__What is expected__
Render every line of the entries below as a numbered list, leaving out the blank lines.

__Supplied records__

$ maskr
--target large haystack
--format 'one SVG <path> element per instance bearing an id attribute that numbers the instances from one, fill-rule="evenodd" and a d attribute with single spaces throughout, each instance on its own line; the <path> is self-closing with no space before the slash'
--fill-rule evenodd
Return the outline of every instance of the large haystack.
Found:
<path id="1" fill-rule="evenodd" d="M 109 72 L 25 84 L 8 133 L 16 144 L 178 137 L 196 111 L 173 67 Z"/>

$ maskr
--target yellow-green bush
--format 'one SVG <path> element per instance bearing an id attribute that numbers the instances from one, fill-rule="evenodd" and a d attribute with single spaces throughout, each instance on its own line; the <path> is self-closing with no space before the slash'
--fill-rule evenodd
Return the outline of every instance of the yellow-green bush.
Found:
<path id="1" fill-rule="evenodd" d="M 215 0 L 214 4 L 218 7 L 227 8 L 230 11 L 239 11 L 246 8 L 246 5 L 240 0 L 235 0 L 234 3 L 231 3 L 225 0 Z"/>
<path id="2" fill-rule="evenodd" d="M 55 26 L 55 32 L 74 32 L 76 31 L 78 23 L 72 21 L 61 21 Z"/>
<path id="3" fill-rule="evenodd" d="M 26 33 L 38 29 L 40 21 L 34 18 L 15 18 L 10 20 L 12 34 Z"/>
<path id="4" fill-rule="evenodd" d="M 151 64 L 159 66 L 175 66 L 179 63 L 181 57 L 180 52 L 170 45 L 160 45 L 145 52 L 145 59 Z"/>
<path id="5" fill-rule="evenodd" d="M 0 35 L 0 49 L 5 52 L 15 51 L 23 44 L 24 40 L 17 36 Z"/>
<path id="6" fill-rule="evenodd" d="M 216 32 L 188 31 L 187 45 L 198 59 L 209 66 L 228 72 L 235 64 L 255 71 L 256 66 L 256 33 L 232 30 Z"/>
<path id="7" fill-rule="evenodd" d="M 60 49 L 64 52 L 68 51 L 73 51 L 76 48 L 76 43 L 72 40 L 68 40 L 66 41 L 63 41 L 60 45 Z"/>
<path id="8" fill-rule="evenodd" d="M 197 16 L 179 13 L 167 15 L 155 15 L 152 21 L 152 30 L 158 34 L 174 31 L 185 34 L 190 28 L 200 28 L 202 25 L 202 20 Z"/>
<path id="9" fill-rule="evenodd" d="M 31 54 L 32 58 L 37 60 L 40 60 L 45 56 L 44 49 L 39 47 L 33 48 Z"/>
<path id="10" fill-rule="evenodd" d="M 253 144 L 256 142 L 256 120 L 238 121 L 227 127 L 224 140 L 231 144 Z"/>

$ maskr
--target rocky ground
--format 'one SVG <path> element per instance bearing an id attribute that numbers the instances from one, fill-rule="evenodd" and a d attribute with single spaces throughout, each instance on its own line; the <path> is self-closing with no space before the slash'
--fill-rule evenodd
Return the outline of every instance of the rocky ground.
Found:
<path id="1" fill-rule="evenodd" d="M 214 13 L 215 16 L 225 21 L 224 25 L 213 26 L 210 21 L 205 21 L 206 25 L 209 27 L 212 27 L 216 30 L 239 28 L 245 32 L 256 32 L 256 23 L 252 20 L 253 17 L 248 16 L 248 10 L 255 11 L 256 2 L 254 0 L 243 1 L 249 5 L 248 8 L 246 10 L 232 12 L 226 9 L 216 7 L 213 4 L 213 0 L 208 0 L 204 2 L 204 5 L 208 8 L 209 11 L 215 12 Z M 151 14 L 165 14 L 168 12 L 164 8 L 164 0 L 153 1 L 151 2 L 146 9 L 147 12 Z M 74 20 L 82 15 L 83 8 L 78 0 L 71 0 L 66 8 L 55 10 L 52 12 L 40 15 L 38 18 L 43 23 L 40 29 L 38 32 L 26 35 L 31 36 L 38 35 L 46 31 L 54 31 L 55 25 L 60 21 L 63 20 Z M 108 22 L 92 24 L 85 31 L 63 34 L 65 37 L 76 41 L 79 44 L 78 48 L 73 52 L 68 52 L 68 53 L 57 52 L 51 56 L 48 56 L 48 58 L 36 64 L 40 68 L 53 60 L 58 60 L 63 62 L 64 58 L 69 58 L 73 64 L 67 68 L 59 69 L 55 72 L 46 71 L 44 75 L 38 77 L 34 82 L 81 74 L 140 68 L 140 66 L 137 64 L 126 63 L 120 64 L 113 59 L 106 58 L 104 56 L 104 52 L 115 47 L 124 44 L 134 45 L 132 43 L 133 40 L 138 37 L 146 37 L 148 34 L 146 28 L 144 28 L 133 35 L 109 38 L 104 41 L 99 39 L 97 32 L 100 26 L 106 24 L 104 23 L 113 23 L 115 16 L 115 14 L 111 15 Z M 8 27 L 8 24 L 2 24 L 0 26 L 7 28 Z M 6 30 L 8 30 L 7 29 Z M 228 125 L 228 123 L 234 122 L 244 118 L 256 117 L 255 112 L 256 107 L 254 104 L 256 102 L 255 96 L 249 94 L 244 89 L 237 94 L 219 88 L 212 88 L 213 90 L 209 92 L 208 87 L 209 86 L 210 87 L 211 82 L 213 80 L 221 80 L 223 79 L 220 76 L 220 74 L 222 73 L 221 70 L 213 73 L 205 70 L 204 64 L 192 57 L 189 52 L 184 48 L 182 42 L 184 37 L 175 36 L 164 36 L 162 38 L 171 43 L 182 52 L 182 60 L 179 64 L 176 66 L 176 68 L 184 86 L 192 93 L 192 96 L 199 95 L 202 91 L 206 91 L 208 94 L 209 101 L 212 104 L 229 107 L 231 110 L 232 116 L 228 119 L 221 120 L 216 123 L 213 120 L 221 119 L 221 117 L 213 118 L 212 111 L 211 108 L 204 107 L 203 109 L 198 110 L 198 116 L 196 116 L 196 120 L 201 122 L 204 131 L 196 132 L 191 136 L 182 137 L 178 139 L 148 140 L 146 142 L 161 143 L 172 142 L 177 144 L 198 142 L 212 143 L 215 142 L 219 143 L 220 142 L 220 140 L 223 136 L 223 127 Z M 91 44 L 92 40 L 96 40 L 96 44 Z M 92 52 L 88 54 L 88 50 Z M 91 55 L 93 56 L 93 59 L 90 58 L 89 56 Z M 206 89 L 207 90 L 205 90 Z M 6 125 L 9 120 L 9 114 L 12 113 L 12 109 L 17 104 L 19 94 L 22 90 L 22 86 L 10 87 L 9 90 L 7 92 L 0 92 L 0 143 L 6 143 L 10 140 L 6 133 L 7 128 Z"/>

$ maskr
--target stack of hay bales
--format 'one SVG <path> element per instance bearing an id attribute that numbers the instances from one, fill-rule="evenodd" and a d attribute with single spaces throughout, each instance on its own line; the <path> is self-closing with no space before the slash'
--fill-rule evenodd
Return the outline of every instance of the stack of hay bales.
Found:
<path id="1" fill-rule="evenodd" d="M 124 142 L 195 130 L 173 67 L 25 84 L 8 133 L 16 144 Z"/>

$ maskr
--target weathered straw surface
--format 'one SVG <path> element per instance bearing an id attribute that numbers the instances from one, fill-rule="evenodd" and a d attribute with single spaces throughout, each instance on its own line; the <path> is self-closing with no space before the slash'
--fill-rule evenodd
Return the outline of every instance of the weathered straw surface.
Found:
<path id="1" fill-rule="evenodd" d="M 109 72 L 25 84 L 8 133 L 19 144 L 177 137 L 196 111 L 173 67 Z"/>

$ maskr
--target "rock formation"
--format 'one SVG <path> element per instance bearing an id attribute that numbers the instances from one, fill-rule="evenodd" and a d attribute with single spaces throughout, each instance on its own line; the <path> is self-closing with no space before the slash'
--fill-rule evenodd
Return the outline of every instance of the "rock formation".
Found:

__Full answer__
1. $ maskr
2. --target large haystack
3. --format 'one SVG <path> element per instance bearing an id attribute that numbers the instances from one, fill-rule="evenodd" and a d attribute with single spaces throughout, each instance on its own line; the <path> is self-closing with no space before the slash'
4. --fill-rule evenodd
5. Return the outline of every instance of the large haystack.
6. Found:
7. <path id="1" fill-rule="evenodd" d="M 109 72 L 25 84 L 8 133 L 16 144 L 178 137 L 196 111 L 173 67 Z"/>
8. $ maskr
9. --target yellow-green bush
10. --format 'one SVG <path> element per instance bearing an id attribute that numbers the instances from one, fill-rule="evenodd" and a d attribute with single spaces throughout, each instance on its own line; the <path> is self-closing with no space before the slash'
11. --fill-rule evenodd
12. Return the outline of every instance of the yellow-green bush.
13. Found:
14. <path id="1" fill-rule="evenodd" d="M 215 0 L 214 4 L 218 7 L 227 8 L 230 11 L 239 11 L 246 8 L 246 5 L 240 0 L 235 0 L 234 3 L 231 3 L 225 0 Z"/>
15. <path id="2" fill-rule="evenodd" d="M 55 26 L 55 32 L 74 32 L 76 31 L 78 23 L 72 21 L 61 21 Z"/>
16. <path id="3" fill-rule="evenodd" d="M 26 33 L 38 29 L 40 21 L 34 18 L 15 18 L 10 20 L 12 34 Z"/>
17. <path id="4" fill-rule="evenodd" d="M 151 64 L 159 66 L 175 66 L 179 63 L 181 57 L 180 52 L 170 45 L 160 45 L 145 52 L 145 59 Z"/>
18. <path id="5" fill-rule="evenodd" d="M 0 35 L 0 49 L 5 52 L 15 51 L 23 44 L 24 40 L 17 36 Z"/>
19. <path id="6" fill-rule="evenodd" d="M 216 32 L 188 31 L 187 45 L 198 59 L 209 66 L 228 72 L 235 64 L 255 71 L 256 66 L 256 33 L 232 30 Z"/>
20. <path id="7" fill-rule="evenodd" d="M 60 49 L 64 52 L 68 51 L 73 51 L 76 48 L 76 43 L 72 40 L 68 40 L 66 41 L 63 41 L 60 45 Z"/>
21. <path id="8" fill-rule="evenodd" d="M 197 16 L 179 13 L 167 15 L 155 15 L 152 21 L 152 30 L 158 34 L 174 31 L 185 34 L 190 28 L 200 28 L 202 25 L 202 20 Z"/>
22. <path id="9" fill-rule="evenodd" d="M 31 54 L 32 58 L 37 60 L 40 60 L 45 56 L 44 49 L 39 47 L 33 48 Z"/>
23. <path id="10" fill-rule="evenodd" d="M 253 144 L 256 142 L 256 120 L 238 121 L 227 127 L 224 140 L 231 144 Z"/>
24. $ maskr
25. --target rocky ground
26. --format 'one SVG <path> element per instance bearing an id attribute that numbers the instances from one, fill-rule="evenodd" and a d attribute with single spaces throughout, each instance on its own line; the <path> is self-closing with no space before the slash'
27. --fill-rule evenodd
28. Return the outline of every instance of the rocky ground.
29. Found:
30. <path id="1" fill-rule="evenodd" d="M 214 13 L 215 16 L 225 21 L 224 25 L 213 26 L 210 21 L 205 21 L 206 25 L 209 27 L 212 27 L 216 30 L 239 28 L 245 32 L 256 32 L 256 23 L 252 20 L 253 17 L 248 16 L 248 10 L 255 11 L 256 2 L 254 0 L 243 1 L 249 5 L 248 8 L 246 10 L 232 12 L 226 9 L 216 7 L 213 4 L 213 0 L 208 0 L 204 2 L 204 5 L 208 8 L 209 11 L 215 12 Z M 151 14 L 165 14 L 168 12 L 164 8 L 164 0 L 153 1 L 151 2 L 146 9 L 147 12 Z M 74 20 L 82 15 L 83 8 L 78 0 L 71 0 L 66 8 L 55 10 L 52 12 L 40 15 L 38 18 L 43 23 L 40 29 L 38 32 L 26 35 L 31 36 L 38 35 L 46 31 L 54 31 L 55 25 L 60 21 L 63 20 Z M 108 22 L 92 24 L 85 31 L 63 34 L 65 37 L 76 41 L 79 44 L 78 48 L 73 52 L 68 52 L 68 53 L 57 52 L 51 56 L 48 56 L 48 58 L 36 64 L 40 68 L 53 60 L 58 60 L 63 62 L 64 58 L 69 58 L 73 64 L 67 68 L 59 69 L 55 72 L 46 71 L 44 75 L 38 77 L 34 82 L 81 74 L 140 68 L 140 66 L 137 64 L 126 63 L 120 64 L 113 59 L 106 58 L 104 56 L 104 52 L 115 47 L 124 44 L 134 45 L 132 43 L 133 40 L 138 37 L 146 37 L 148 34 L 146 28 L 144 28 L 133 35 L 109 38 L 104 41 L 99 39 L 97 32 L 100 26 L 106 24 L 104 23 L 113 23 L 115 16 L 115 14 L 111 15 Z M 8 27 L 8 24 L 2 24 L 0 26 L 7 28 Z M 6 30 L 8 30 L 7 29 Z M 228 125 L 228 123 L 234 122 L 244 118 L 256 117 L 255 112 L 256 107 L 254 104 L 256 102 L 255 96 L 249 94 L 244 89 L 237 94 L 219 88 L 212 88 L 213 90 L 209 92 L 208 87 L 209 86 L 210 87 L 211 82 L 213 80 L 221 80 L 223 79 L 220 76 L 220 74 L 222 73 L 221 70 L 213 73 L 205 70 L 204 64 L 192 57 L 189 52 L 184 48 L 182 42 L 184 37 L 175 36 L 164 36 L 162 38 L 171 43 L 182 52 L 182 60 L 179 64 L 176 66 L 176 68 L 184 86 L 192 93 L 192 96 L 199 95 L 202 91 L 206 91 L 208 94 L 209 101 L 212 104 L 229 107 L 231 110 L 232 116 L 228 119 L 221 120 L 216 123 L 213 120 L 221 119 L 221 117 L 213 118 L 212 111 L 211 108 L 204 107 L 203 109 L 198 110 L 198 116 L 196 116 L 196 120 L 201 122 L 204 131 L 196 132 L 191 136 L 182 137 L 178 139 L 148 140 L 146 142 L 161 143 L 172 142 L 177 144 L 198 142 L 212 143 L 215 142 L 219 143 L 220 142 L 220 140 L 223 136 L 223 127 Z M 91 44 L 92 40 L 96 40 L 96 44 Z M 92 52 L 88 54 L 88 50 Z M 91 55 L 93 56 L 93 59 L 90 58 L 89 56 Z M 206 89 L 207 90 L 205 90 Z M 6 125 L 9 120 L 9 114 L 12 113 L 12 109 L 17 104 L 19 94 L 22 90 L 22 86 L 10 87 L 9 90 L 7 92 L 0 92 L 0 143 L 6 143 L 10 140 L 6 133 L 7 128 Z"/>
31. $ maskr
32. --target stack of hay bales
33. --format 'one SVG <path> element per instance bearing an id attribute that numbers the instances from one, fill-rule="evenodd" and a d attribute with single spaces throughout, each instance on its own line; the <path> is self-closing with no space before the slash'
34. --fill-rule evenodd
35. Return the outline of every instance of the stack of hay bales.
36. Found:
37. <path id="1" fill-rule="evenodd" d="M 124 142 L 195 130 L 173 67 L 25 84 L 8 133 L 16 144 Z"/>
38. $ maskr
39. --target weathered straw surface
40. --format 'one SVG <path> element per instance bearing an id attribute that numbers the instances from one, fill-rule="evenodd" and a d attribute with single spaces throughout, each instance on its own line; the <path> is self-closing with no space before the slash'
41. --fill-rule evenodd
42. Return the outline of every instance of the weathered straw surface.
43. Found:
44. <path id="1" fill-rule="evenodd" d="M 109 72 L 25 84 L 8 133 L 19 144 L 177 137 L 196 111 L 173 67 Z"/>
45. $ maskr
46. --target "rock formation"
47. --format 'one SVG <path> element per instance bearing an id attribute that numbers the instances from one, fill-rule="evenodd" and a d attribute with single spaces throughout, each instance on its own line; the <path> is self-closing with no space before the slash'
48. --fill-rule evenodd
49. Return the outline of every instance of the "rock formation".
50. Found:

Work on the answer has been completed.